- [Exercise details] Report each line of the listing below that contains the word "concrete", copying every such line in full.

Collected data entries
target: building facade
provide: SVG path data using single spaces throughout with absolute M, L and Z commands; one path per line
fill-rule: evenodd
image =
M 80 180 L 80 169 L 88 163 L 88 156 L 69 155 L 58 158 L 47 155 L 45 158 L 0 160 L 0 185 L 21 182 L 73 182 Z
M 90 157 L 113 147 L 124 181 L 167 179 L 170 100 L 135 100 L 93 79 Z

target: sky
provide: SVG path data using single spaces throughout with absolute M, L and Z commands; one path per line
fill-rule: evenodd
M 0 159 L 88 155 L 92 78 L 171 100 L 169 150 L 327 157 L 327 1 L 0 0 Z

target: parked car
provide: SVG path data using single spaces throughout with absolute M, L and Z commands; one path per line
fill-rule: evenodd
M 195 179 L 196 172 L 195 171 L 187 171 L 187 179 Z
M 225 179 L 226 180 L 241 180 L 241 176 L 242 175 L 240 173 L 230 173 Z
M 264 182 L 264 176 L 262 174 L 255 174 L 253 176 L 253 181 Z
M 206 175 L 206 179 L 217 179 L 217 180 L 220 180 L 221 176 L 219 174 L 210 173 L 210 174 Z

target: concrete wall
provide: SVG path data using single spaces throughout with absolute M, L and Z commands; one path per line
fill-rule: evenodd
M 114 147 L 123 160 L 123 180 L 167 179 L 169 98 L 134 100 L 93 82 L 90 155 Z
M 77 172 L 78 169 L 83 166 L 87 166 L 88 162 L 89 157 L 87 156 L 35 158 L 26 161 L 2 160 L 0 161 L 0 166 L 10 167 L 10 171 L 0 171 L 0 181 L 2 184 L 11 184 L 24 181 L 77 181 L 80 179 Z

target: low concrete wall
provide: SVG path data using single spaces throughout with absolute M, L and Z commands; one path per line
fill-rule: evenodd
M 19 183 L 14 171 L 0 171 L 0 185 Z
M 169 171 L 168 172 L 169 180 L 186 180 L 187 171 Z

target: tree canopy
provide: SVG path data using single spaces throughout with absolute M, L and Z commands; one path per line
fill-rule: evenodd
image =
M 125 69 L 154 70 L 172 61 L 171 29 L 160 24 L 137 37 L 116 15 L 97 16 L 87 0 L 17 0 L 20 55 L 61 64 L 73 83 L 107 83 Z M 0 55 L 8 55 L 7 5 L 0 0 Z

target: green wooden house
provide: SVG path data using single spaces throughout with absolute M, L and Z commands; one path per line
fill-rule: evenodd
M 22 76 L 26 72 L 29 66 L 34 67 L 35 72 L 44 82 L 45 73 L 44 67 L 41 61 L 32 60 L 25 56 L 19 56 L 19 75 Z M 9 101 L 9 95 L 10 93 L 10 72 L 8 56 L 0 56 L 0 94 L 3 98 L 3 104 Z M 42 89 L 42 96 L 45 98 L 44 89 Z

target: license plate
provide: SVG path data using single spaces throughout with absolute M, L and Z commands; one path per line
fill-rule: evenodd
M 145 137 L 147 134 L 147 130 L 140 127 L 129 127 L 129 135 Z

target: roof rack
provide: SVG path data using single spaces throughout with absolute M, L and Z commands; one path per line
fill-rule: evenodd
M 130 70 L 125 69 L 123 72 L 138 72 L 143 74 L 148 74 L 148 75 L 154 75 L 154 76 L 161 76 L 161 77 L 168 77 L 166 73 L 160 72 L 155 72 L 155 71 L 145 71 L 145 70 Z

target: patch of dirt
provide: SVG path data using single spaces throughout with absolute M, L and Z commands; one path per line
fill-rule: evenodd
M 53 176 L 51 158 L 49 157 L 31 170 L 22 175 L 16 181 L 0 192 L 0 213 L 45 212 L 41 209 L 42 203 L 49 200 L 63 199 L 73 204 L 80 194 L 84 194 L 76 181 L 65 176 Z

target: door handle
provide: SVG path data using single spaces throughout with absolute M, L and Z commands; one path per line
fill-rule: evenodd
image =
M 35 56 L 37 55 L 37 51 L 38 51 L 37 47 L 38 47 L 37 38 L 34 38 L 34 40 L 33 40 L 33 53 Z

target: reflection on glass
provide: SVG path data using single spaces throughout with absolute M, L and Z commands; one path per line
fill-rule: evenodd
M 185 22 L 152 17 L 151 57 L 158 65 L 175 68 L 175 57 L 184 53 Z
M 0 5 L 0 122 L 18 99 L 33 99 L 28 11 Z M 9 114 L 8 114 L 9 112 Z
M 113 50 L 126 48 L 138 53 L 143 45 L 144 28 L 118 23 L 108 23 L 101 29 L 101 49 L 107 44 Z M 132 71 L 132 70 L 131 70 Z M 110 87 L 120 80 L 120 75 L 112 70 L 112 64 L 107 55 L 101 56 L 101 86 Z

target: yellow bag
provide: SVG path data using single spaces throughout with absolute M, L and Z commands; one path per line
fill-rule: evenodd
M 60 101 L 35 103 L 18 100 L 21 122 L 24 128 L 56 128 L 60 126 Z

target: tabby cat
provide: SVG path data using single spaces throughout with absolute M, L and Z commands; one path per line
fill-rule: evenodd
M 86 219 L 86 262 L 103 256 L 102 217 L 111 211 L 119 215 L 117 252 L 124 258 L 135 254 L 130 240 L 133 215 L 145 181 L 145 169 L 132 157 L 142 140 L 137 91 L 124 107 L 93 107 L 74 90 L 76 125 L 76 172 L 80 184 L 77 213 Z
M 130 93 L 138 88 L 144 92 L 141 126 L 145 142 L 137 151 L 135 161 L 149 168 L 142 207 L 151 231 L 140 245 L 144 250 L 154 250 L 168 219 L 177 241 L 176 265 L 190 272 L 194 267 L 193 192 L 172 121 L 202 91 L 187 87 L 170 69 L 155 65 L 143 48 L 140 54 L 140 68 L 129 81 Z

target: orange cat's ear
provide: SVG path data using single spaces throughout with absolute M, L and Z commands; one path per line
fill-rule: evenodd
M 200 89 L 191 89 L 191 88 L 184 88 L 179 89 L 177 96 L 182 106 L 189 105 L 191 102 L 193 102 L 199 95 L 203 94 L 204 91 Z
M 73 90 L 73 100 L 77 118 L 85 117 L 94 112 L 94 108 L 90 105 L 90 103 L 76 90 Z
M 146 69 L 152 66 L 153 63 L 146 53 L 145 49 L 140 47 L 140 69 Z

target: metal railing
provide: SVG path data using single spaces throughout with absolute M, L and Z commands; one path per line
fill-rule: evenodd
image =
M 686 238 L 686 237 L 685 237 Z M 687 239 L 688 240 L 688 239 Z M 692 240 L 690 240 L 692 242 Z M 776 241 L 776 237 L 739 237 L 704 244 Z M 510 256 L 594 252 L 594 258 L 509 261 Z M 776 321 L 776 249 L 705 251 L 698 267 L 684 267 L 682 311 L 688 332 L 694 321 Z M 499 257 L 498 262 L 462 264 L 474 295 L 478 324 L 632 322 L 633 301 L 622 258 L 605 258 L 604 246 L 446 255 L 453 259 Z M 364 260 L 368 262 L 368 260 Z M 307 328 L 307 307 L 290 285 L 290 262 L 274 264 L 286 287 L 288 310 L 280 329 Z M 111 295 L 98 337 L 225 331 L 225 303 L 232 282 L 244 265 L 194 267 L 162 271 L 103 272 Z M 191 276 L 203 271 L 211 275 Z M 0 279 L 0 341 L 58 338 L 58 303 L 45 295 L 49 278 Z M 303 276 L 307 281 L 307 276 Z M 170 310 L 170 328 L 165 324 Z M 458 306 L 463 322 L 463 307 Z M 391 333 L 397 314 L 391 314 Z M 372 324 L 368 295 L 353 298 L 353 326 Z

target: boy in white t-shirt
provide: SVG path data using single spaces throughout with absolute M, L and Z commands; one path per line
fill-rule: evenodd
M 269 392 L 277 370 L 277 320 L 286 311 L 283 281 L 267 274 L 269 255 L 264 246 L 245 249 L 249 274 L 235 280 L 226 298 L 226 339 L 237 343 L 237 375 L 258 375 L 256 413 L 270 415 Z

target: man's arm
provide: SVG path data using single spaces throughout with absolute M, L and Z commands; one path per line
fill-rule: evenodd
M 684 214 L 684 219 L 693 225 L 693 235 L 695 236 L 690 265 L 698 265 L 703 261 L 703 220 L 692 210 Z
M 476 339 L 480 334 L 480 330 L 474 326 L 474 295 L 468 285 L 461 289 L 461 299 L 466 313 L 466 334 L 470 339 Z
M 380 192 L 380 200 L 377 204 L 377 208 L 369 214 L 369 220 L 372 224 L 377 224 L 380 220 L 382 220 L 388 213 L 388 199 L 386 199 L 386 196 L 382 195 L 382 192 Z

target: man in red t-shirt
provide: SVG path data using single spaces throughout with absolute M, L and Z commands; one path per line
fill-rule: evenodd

- [Output of the exercise]
target: concrete wall
target: low concrete wall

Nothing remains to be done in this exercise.